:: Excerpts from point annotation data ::
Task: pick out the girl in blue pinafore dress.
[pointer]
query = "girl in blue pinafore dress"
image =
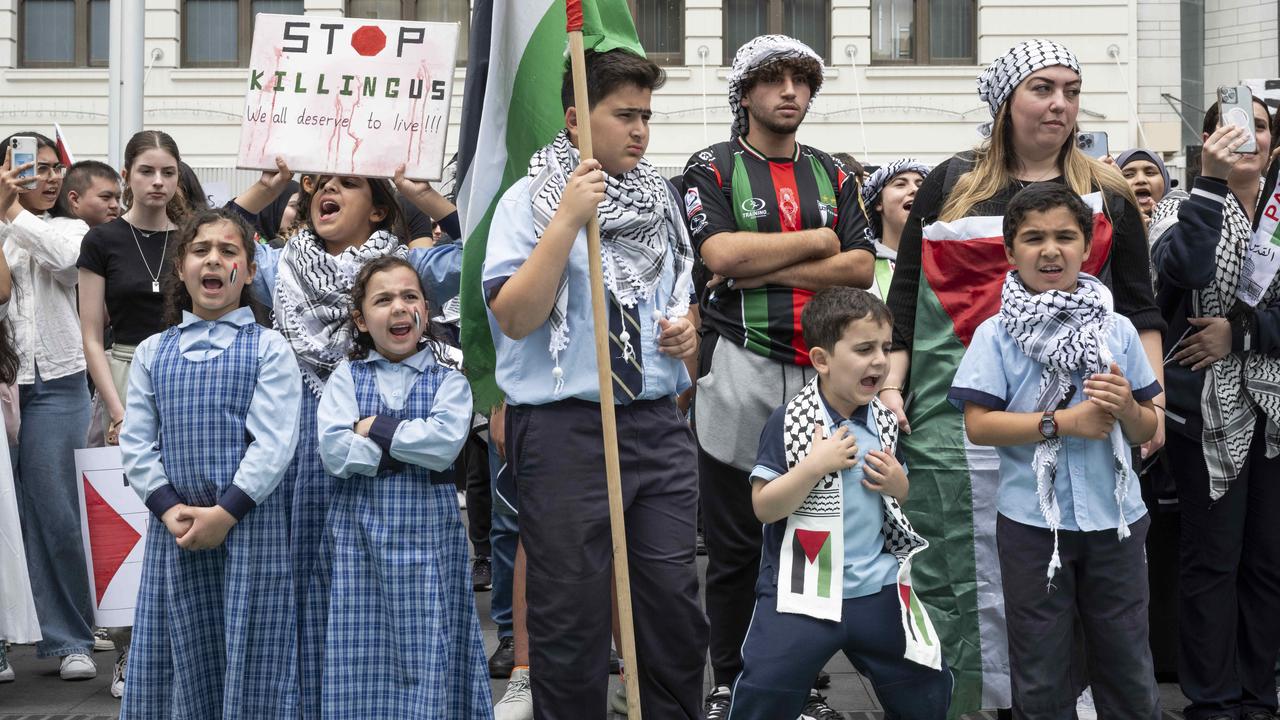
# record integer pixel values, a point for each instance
(402, 637)
(210, 425)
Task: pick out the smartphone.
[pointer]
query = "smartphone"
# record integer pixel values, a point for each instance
(1093, 144)
(1235, 105)
(23, 147)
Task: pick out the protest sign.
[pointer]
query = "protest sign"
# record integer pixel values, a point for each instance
(348, 95)
(114, 527)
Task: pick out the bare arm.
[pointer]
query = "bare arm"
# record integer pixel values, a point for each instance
(753, 254)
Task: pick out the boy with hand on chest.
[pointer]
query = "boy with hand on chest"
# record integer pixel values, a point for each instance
(837, 548)
(1059, 384)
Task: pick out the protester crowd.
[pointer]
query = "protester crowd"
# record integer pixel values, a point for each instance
(933, 414)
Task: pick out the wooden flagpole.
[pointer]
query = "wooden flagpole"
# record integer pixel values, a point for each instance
(599, 315)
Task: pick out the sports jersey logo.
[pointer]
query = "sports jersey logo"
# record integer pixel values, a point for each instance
(753, 208)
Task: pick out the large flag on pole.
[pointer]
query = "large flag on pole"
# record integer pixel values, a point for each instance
(954, 482)
(512, 106)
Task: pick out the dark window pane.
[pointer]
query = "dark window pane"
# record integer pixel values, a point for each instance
(211, 32)
(99, 32)
(744, 19)
(892, 30)
(807, 21)
(951, 35)
(659, 24)
(49, 31)
(448, 12)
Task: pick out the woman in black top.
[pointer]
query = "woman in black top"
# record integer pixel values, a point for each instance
(1033, 95)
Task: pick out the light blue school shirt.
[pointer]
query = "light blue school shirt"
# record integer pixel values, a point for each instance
(524, 367)
(272, 420)
(995, 373)
(867, 566)
(430, 442)
(440, 269)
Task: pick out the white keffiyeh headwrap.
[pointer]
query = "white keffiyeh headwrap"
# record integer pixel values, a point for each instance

:: To be done ::
Only the lines from the one containing "Task: pick out the protester crowd." to the end of the listing belong in the output, each reproduced exactly.

:: Result ::
Task: pick out the protester crowd.
[pointer]
query = "protester crowd"
# record integer pixel values, a point for each instance
(933, 414)
Task: pick out the wooden flagpole.
[pointer]
query = "wooden flagpole"
# record integer pixel values, a point for each instance
(599, 315)
Task: pick out the sports jersey logo.
[pointer]
query = "sports jersey logo"
# record integer pixel values, a point for each instance
(753, 208)
Task: pick out the large flag on pole.
[pointer]
query = "large flag on pole"
# record integer pixel values, a point for each instance
(954, 482)
(512, 106)
Task: pick out the dark window pane.
[pointer]
query = "dark window pane"
# record integer pixel values, a point for each instance
(211, 32)
(99, 32)
(744, 19)
(892, 30)
(807, 21)
(951, 35)
(659, 24)
(49, 31)
(448, 12)
Task: pick out the woman in black top.
[pointer]
query = "woman in black top"
# record integer pixel values, a point for each instance
(1033, 95)
Task: pick out the light blue school shirt.
[pointer]
query = "light blue school shirt"
# record integer pixel values, a point for each instance
(524, 367)
(272, 420)
(995, 373)
(867, 566)
(430, 442)
(440, 269)
Task: pick out the white keffiyeh headwrap.
[pointer]
query = "white keffiyeh headwrap"
# record integer pixel values, a point for each instance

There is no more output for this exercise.